Dakwah itu artinya mengajak. Metode dakwah yang
diajarkan Rasulullah SAW, dan pernah dicontohkan Walisongo, adalah dakwah yang
dilandasi rasa kasih sayang dan penuh kelembutan. Mbah Maimun sama persis
dengan Mbah Sahal, adalah alim ulama yang arif. Mbah Maimun menasehati
demikian, karena sangat tahu pada dasarnya para penganut aliran Ahmadiyah
adalah orang yang ikut-ikutan saja. Banyak di antara mereka yang tidak memiliki
kitab karangan Mirza Ghulam Ahmad.
Ibaratnya calo armada bus, kalau cara mengajaknya
penuh keramahan dan kesabaran, pasti yang diajak mau menurut. Tapi, kalau cara
mengajaknya seperti preman terminal, para penganut aliran Ahmadiyah justru lari
dari cahaya Islam. Kata Mbah Maimun, aliran Ahmadiyah sebenarnya hanya masalah
beda nabi penutupnya siapa, jadi sangat mudah ditarik kembali ke agama Islam,
kalau kita betul caranya berdakwah.
***
Terakhir, saya nukilkan lagi sebuah “cerita
humor” seorang kiyai sepuh NU yang lain lagi. Penuh ilmu hikmah, meski terkesan
lucu.
Suatu hari ada kiyai-kiyai NU kumpul di sebuah
pondok pesantren. Saat itu Mbah Yai Ahmad Mustofa Bisri ingin menerangkan
tentang awal mula kesalahan beragama.
Beliau melemparkan pertanyaan, “PPP, PDI, dan
Golkar itu wasilah atau ghoyyah?” Para kiyai pun serempak menjawab dengan
mantap, “Wasilah!” Ada yang saking mantapnya, jadi malah setengah berteriak.

Daftar Butir
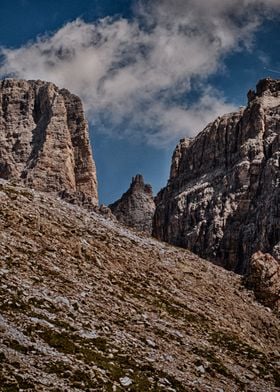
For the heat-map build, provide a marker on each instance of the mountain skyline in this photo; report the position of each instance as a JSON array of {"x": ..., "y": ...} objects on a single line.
[{"x": 148, "y": 74}]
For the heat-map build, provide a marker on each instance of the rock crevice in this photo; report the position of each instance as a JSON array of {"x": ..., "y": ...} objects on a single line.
[
  {"x": 136, "y": 207},
  {"x": 44, "y": 138}
]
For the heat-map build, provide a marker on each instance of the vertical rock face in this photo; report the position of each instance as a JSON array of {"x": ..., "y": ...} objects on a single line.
[
  {"x": 44, "y": 138},
  {"x": 136, "y": 207},
  {"x": 264, "y": 278},
  {"x": 222, "y": 200}
]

Soal Latihan
1. Ringkaslah paragraf dalam kutipan teks tentang dakwah yang diawali "Ibaratnya calo armada bus" menjadi dua kalimat tanpa menghilangkan fakta utamanya.
2. Teruskan kutipan teks tentang dakwah mulai dari kalimat terakhirnya.

Jawaban Tiap Soal
1. Mengajak dengan ramah dan sabar, seperti calo bus yang baik, membuat orang mau menurut, sedangkan cara kasar seperti preman terminal justru membuat penganut Ahmadiyah lari dari cahaya Islam. Menurut Mbah Maimun, Ahmadiyah sebenarnya hanya berbeda soal siapa nabi penutupnya, sehingga penganutnya mudah ditarik kembali ke Islam jika cara berdakwahnya benar.

2.
Kiyai sepuh itu menimpali, “Nilai 100 untuk bapak-bapak kiyai.”
“NU, Muhammadiyah, dan semacamnya itu wasilah
atau ghoyyah?” Mbah Mustofa Bisri bertanya lagi. Para kiyai kemudian menjawab
pelan agak ragu-ragu, “Wasilah...” Beliau hanya tersenyum mendengar nada
jawaban para kiyai yang mulai terasa berubah.
Pertanyaan terakhir, kiyai sepuh itu pun
bertanya, “Islam, Katholik, Hindu, dan semacamnya itu wasilah atau ghoyyah?”
Seketika itu pula ruangan menjadi hening. Tidak
ada kiyai yang menjawab. Mbah Mustofa sampai mengulangi pertanyaannya tiga
kali, para kiyai tersebut tetap hanya diam.
Ghoyyah itu artinya tujuan akhir. Wasilah itu
artinya sarana menuju.
Kemudian ada kiyai yang balik bertanya, “Kalau
pendapat Gus Mus sendiri bagaimana?” Dengan mantap beliau menjawab, “Agama
Islam adalah wasilah.” Para kiyai kemudian ribut sendiri, “Lho, bagaimana bisa
agama Islam adalah wasilah?!”
Sekali lagi, dengan mantap, Mbah Yai Ahmad
Mustofa Bisri menjawab penuh kharisma, “Karena ghoyyah-nya... Allah.” Seketika
itu pula, semua kiyai di ruangan tersebut kembali diam semua.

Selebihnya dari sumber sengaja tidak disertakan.